# [EXERCISE PROMPT]
Duplicate the rows word for word, from the start of the rows through the line containing "x=275 y=554", both included.

----

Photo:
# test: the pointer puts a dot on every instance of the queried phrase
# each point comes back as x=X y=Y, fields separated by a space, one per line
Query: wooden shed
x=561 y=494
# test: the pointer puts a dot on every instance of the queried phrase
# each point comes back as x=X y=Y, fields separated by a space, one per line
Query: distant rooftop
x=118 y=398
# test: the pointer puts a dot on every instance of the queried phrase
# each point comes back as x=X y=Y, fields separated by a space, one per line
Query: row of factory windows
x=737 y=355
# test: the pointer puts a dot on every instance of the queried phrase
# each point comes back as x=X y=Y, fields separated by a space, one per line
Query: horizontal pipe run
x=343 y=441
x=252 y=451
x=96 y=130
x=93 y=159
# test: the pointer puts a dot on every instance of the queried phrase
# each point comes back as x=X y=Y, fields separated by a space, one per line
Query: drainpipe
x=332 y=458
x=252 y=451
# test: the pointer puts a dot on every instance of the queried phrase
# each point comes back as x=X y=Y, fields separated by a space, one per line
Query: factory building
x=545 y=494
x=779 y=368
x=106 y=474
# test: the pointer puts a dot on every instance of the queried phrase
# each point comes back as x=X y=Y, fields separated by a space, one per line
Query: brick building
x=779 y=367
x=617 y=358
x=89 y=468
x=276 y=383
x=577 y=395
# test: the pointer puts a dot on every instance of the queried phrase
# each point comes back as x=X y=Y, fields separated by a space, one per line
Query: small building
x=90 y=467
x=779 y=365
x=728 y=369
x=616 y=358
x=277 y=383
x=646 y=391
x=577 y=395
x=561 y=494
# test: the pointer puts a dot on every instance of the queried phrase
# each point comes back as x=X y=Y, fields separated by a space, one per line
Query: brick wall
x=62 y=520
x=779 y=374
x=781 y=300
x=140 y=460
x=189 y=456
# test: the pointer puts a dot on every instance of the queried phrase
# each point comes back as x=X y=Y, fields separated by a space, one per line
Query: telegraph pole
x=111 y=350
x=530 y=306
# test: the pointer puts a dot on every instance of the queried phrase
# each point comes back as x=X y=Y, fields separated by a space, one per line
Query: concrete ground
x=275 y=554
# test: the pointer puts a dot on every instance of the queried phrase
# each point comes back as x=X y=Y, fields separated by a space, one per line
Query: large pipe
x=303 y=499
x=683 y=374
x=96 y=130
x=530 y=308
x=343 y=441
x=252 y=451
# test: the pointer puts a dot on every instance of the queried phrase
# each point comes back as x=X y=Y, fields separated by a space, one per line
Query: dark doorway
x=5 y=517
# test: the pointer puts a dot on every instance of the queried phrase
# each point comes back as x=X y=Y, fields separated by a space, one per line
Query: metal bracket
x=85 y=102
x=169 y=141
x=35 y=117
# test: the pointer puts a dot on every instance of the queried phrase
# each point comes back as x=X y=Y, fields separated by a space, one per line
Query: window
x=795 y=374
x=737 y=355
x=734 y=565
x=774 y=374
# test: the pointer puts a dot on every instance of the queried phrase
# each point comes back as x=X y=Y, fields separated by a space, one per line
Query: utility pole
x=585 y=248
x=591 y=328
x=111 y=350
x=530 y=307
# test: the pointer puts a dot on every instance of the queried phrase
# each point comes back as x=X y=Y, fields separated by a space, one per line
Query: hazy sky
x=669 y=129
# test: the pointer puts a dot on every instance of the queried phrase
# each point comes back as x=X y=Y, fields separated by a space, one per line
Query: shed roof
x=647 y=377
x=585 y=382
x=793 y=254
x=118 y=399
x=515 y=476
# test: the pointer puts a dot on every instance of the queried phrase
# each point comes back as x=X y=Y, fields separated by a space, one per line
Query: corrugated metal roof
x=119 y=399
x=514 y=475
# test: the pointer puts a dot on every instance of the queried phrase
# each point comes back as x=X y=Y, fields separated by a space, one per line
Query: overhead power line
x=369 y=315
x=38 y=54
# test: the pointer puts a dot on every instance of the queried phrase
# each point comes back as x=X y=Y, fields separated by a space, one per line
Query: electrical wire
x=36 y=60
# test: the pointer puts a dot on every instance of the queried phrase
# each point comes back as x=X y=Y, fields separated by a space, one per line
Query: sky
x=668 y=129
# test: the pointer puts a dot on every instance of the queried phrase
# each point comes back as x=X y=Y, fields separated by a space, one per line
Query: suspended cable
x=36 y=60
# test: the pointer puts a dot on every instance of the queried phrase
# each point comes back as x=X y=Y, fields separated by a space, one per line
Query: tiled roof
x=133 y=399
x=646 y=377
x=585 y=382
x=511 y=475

----

# [RESPONSE]
Photo:
# test: the pointer puts a dot on every instance of the queried phrase
# each point comes back as x=X y=Y, fields separated by a space, one per line
Query: wooden shed
x=561 y=494
# test: the pointer puts a dot on every instance of the queried phrase
# each point comes back as x=X y=Y, fields separated by a space, one per line
Query: distant rooftop
x=118 y=398
# test: the pointer puts a dot on every instance of the queried phrase
# each point comes back as x=X y=Y, fields separated by a space, one per line
Query: row of factory windows
x=737 y=355
# test: the pointer puts a dot on every instance of the queried phrase
# each point comes back as x=X y=Y, fields separated by a space, one per line
Query: horizontal pipe run
x=343 y=441
x=252 y=451
x=96 y=130
x=93 y=159
# test: the pointer puts a dot on every instance of the queried phrase
# each point comes back as x=X y=Y, fields separated by a space, one per line
Query: drainpipe
x=332 y=458
x=252 y=451
# test: the pointer puts a dot on every instance of the queried phrase
# each point comes back as x=X y=Y, fields separated by a space, one per line
Query: factory building
x=545 y=494
x=779 y=368
x=106 y=474
# test: the pointer puts a dot on every instance of the queried phrase
# each point comes back as x=X y=Y, fields separated by a space, one per line
Query: brick building
x=779 y=367
x=617 y=358
x=89 y=468
x=276 y=383
x=577 y=395
# test: the pointer puts a dot on every instance of the queried phrase
# each point comes back as x=X y=Y, fields separated by a space, one per line
Query: small building
x=90 y=467
x=779 y=365
x=728 y=369
x=616 y=358
x=277 y=383
x=646 y=391
x=577 y=395
x=561 y=494
# test: the pointer puts a dot on every instance of the queried phrase
# each point comes back as x=X y=Y, fields separated by a space, one per line
Query: brick wall
x=62 y=520
x=779 y=374
x=781 y=300
x=140 y=460
x=189 y=456
# test: the pointer puts a dot on every instance of the queried phrase
# each point comes back as x=X y=Y, fields separated by a space, one per line
Query: telegraph pole
x=111 y=350
x=530 y=306
# test: the pointer puts a dot on every instance of the queried phrase
# each point comes back as x=X y=Y, fields separated by a space, one per line
Query: concrete ground
x=275 y=554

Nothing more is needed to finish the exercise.